--- begin ---
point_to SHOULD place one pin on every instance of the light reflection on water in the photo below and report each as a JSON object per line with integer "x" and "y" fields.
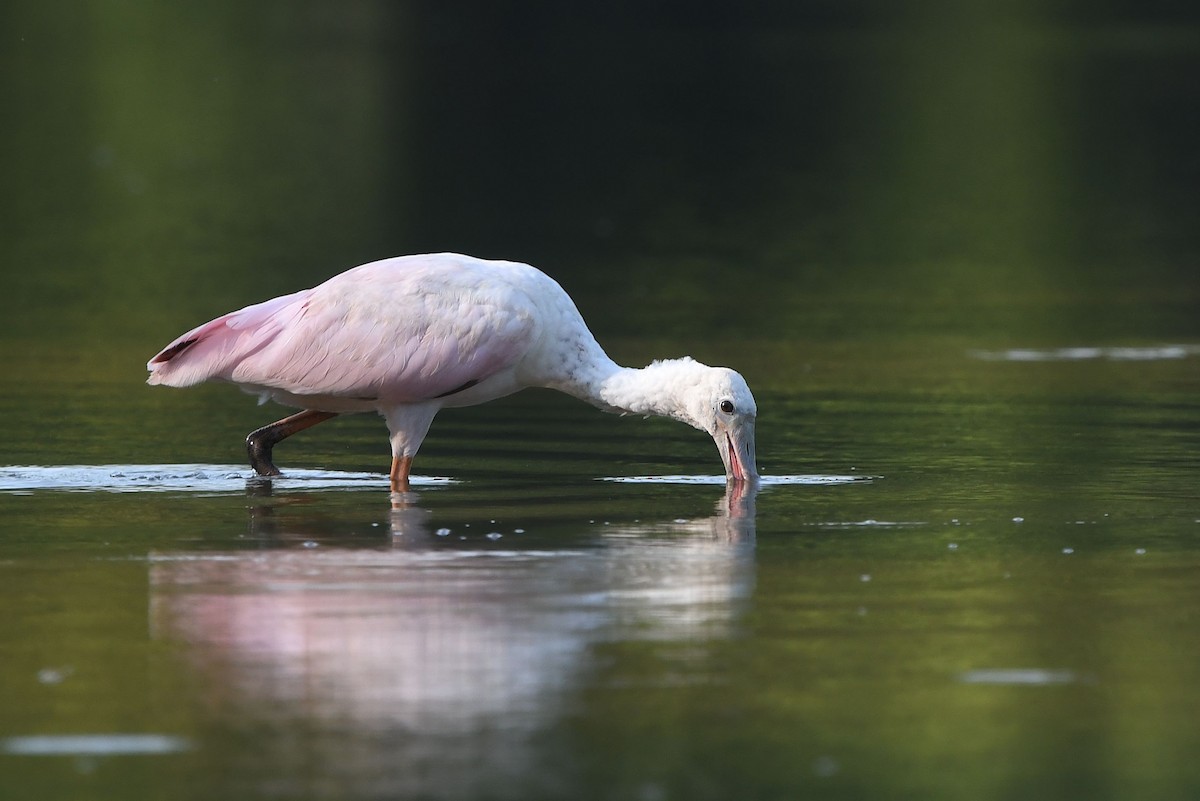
{"x": 442, "y": 666}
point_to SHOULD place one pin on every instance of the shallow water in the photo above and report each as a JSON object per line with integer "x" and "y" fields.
{"x": 965, "y": 297}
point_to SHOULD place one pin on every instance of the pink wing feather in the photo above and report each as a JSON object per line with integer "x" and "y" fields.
{"x": 395, "y": 331}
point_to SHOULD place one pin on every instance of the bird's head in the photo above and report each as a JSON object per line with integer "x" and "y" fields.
{"x": 721, "y": 404}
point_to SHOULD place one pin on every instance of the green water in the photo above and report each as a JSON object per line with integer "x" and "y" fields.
{"x": 952, "y": 248}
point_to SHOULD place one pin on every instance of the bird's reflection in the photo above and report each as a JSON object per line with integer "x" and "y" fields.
{"x": 436, "y": 670}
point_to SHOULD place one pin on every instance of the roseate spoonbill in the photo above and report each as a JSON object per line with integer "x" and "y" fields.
{"x": 413, "y": 335}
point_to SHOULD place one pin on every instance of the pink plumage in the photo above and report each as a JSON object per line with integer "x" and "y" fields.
{"x": 412, "y": 335}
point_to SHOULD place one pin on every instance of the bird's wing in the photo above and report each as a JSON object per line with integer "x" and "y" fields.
{"x": 376, "y": 332}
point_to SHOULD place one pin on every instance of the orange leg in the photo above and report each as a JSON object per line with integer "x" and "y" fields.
{"x": 261, "y": 441}
{"x": 400, "y": 468}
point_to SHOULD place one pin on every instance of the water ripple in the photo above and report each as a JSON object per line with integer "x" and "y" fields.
{"x": 765, "y": 481}
{"x": 219, "y": 479}
{"x": 1153, "y": 353}
{"x": 94, "y": 745}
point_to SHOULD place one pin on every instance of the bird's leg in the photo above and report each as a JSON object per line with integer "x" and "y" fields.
{"x": 400, "y": 468}
{"x": 261, "y": 441}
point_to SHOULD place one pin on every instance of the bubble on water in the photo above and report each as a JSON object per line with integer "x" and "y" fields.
{"x": 825, "y": 766}
{"x": 54, "y": 675}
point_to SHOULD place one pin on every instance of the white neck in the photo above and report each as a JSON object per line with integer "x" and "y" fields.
{"x": 658, "y": 389}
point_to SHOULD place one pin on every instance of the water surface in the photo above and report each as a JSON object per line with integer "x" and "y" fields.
{"x": 952, "y": 250}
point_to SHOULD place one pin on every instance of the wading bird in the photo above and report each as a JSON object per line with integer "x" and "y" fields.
{"x": 409, "y": 336}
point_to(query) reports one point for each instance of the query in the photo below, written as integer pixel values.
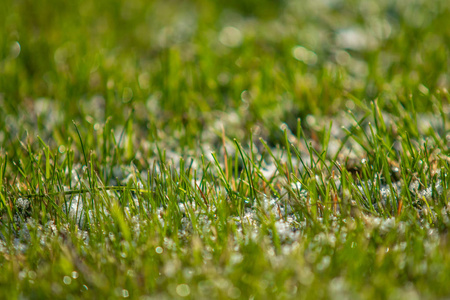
--- end ---
> What the task asks:
Show, in full, each line of the items above that contains the string "reflection".

> Written reply:
point_to SHOULD place one pin on every instance of the light reflection on water in the photo below and report each as a JSON object per line with integer "x" and "y" fields.
point_to SHOULD place one pin on every instance of the bird's reflection in the photo above and report each as a JSON object per line with integer "x" and "y" fields.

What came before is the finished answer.